→ **INSTRUCTION**: Reproduce the records exactly.

'''

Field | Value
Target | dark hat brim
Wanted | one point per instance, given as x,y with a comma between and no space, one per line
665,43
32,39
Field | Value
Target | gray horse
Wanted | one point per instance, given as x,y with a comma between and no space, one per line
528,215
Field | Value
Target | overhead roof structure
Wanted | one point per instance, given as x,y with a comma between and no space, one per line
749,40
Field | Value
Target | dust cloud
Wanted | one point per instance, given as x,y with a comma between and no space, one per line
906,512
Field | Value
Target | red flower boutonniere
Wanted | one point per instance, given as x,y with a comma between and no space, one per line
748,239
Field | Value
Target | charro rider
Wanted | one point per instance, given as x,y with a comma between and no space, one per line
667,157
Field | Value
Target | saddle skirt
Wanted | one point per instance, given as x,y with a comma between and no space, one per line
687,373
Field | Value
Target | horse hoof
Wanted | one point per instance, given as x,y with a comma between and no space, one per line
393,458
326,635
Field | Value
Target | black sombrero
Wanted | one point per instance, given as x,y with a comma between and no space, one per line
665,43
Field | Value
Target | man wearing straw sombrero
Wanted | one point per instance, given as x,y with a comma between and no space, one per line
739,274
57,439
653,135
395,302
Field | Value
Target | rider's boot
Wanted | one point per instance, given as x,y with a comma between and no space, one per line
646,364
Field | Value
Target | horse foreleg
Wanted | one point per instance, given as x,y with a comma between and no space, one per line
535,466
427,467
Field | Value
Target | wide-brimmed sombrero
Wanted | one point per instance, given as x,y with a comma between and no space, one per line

'''

→ **EXERCISE RESPONSE**:
Field | Value
Target | dark hat brim
Wanted | one point per instance, given as x,y with a comma between and no space, one per line
665,43
32,39
Field | Value
Target | gray horse
Wanted | one point per instance, given as x,y with a comma between and no space, one per line
528,215
Field | Value
Target | overhead roof structure
Wanted | one point per instance, given as x,y with a comma between and no space, one per line
749,40
Field | Value
Target | dust cloud
Wanted | one point per instance, given as x,y with a comma between and no space, one per line
906,512
Field | Value
Target | red flower boutonniere
Wanted | one point per instance, given as x,y with a comma between and no space, one per line
748,239
Field | Value
Target | charro rider
Wanted | one point per instance, given as x,y with a comma between and no space, one per line
667,157
Field | Value
Target | saddle skirt
Wanted | one point per instance, given as x,y with a comma between and no space, one per line
687,373
Field | Value
Target | horse hoof
Wanted | one point per instance, given as x,y with a comma between and no space, one per line
393,458
326,635
Field | Value
Target | black sombrero
Wanted | one point per instance, given as x,y with a comma between and no space, one per line
665,43
Field | Value
Target | man wearing straw sombrero
Wanted | one point per instance, given as x,y with a comma between and no space, one per line
739,274
57,439
653,135
395,302
Field | Value
Target | rider's boot
Wanted | one point per instance, given as x,y with a comma between and no space, one per line
646,364
Field | Value
Target | horse foreleg
Wanted | one point per instance, given as x,y with a comma between and no space, one per line
535,466
427,467
Field | Value
Target | wide-brimmed sombrero
Wanted | one point per instance, given as x,y with a comma between and no space, one per line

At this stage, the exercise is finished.